Instructions for the task: Lay out the lines from the one containing "segment person walking" through the one containing "Draw the outline of every instance of the person" as a Markdown table with the columns No and Line, numbering each line and skipping any blank ones.

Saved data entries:
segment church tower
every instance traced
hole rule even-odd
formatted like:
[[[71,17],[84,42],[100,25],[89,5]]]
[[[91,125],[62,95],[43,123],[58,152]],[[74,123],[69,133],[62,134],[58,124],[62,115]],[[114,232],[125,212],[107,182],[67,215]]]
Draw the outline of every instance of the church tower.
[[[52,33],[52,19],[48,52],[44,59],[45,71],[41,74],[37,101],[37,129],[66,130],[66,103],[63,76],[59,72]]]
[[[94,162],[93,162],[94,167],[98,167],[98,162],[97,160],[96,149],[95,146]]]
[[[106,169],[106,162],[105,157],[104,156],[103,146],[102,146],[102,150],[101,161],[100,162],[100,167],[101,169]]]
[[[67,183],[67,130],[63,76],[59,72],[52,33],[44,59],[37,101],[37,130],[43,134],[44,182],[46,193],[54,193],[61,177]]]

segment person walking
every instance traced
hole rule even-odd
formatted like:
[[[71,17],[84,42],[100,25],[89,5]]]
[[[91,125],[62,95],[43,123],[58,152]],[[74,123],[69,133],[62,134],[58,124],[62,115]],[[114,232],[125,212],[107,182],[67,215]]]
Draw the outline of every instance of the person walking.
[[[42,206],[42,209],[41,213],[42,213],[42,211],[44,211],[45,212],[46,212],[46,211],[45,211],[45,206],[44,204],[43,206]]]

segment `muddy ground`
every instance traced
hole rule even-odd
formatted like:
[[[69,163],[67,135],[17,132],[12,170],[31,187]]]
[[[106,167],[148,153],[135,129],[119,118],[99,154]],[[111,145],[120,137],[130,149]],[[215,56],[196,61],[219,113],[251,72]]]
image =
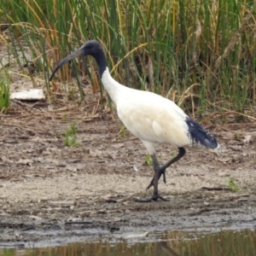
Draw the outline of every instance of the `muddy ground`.
[[[160,181],[170,201],[139,203],[133,199],[151,195],[153,175],[140,141],[120,133],[109,113],[86,116],[90,102],[69,111],[44,104],[15,102],[1,115],[0,243],[256,224],[253,124],[209,126],[222,154],[188,148],[166,184]],[[66,147],[62,135],[74,120],[80,144]],[[176,152],[161,145],[160,162]],[[231,178],[239,191],[230,191]]]
[[[15,62],[4,59],[1,47],[2,62],[13,71],[11,90],[32,88]],[[36,82],[45,89],[42,78]],[[160,192],[170,201],[139,203],[134,198],[152,194],[152,189],[145,189],[153,176],[145,162],[147,152],[124,131],[114,110],[111,113],[97,104],[98,95],[88,94],[79,108],[56,93],[55,105],[15,101],[8,114],[0,114],[0,245],[256,224],[256,123],[252,119],[233,125],[206,122],[221,143],[222,154],[188,148],[168,169],[166,184],[160,181]],[[67,147],[63,135],[73,122],[79,144]],[[160,163],[177,152],[170,145],[160,146]],[[232,179],[237,192],[228,186]]]

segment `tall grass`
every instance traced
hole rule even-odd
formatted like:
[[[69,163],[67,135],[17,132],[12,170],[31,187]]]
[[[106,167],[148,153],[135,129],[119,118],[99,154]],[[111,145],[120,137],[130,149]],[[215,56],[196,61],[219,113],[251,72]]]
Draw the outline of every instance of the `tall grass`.
[[[115,79],[166,96],[187,110],[243,113],[256,101],[256,8],[235,0],[0,0],[13,52],[25,44],[47,81],[52,67],[89,39],[97,39]],[[21,40],[22,39],[22,40]],[[21,43],[22,42],[22,43]],[[26,56],[24,55],[24,61]],[[85,62],[85,61],[84,61]],[[116,65],[117,64],[117,65]],[[89,74],[87,59],[66,65],[59,79]],[[46,82],[48,90],[53,88]],[[194,108],[193,107],[193,108]]]

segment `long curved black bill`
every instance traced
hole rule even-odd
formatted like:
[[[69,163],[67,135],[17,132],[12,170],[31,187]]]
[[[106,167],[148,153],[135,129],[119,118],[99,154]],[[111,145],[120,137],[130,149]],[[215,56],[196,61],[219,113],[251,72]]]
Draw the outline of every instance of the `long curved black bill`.
[[[66,58],[64,58],[62,61],[60,61],[60,63],[55,67],[55,68],[53,70],[50,77],[49,77],[49,81],[53,79],[55,73],[57,72],[57,70],[61,67],[61,66],[69,61],[79,57],[81,55],[84,55],[84,52],[82,48],[78,49],[77,50],[73,51],[69,55],[67,55]]]

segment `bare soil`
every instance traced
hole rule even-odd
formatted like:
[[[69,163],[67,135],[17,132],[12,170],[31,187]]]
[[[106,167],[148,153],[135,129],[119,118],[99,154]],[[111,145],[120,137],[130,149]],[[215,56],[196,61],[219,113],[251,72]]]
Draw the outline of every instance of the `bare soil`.
[[[12,90],[32,87],[22,79],[13,77]],[[139,203],[134,198],[152,194],[146,149],[120,132],[114,110],[101,109],[97,99],[87,96],[79,108],[72,101],[13,102],[0,115],[0,243],[256,224],[255,123],[206,125],[222,154],[188,148],[168,169],[166,184],[160,181],[170,201]],[[80,144],[66,147],[63,134],[74,121]],[[160,161],[177,151],[161,145]],[[230,190],[231,179],[239,191]]]

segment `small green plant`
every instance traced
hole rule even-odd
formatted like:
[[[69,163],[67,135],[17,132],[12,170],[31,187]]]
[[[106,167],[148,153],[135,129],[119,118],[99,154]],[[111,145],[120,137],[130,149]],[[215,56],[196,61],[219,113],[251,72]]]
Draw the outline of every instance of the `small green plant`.
[[[228,186],[232,192],[237,192],[238,190],[240,190],[239,185],[236,183],[236,181],[234,177],[231,177],[228,181]]]
[[[145,165],[152,166],[153,166],[153,160],[152,158],[149,154],[146,154],[145,155],[145,161],[144,161]]]
[[[119,132],[119,137],[125,137],[127,133],[126,133],[127,130],[125,128],[125,126],[124,125],[120,125],[120,131]]]
[[[10,93],[9,79],[5,75],[0,75],[0,111],[4,113],[9,108]]]
[[[172,155],[172,157],[175,157],[175,156],[177,155],[177,152],[172,151],[172,152],[171,153],[171,155]]]
[[[77,142],[77,125],[73,123],[65,131],[65,145],[67,147],[79,147],[80,143]]]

Response below:
| No | Line |
|---|---|
| 1 | segment person walking |
| 2 | every instance traced |
| 3 | hole rule even-odd |
| 4 | formatted like: |
| 5 | [[[71,17],[84,42],[100,25],[89,5]]] |
| 6 | [[[91,125],[62,95],[43,123],[58,152]],[[74,123],[69,133],[62,134],[58,124],[62,115]],[[114,232],[125,212],[107,182],[67,215]]] |
| 7 | Draw the outline of every instance of the person walking. |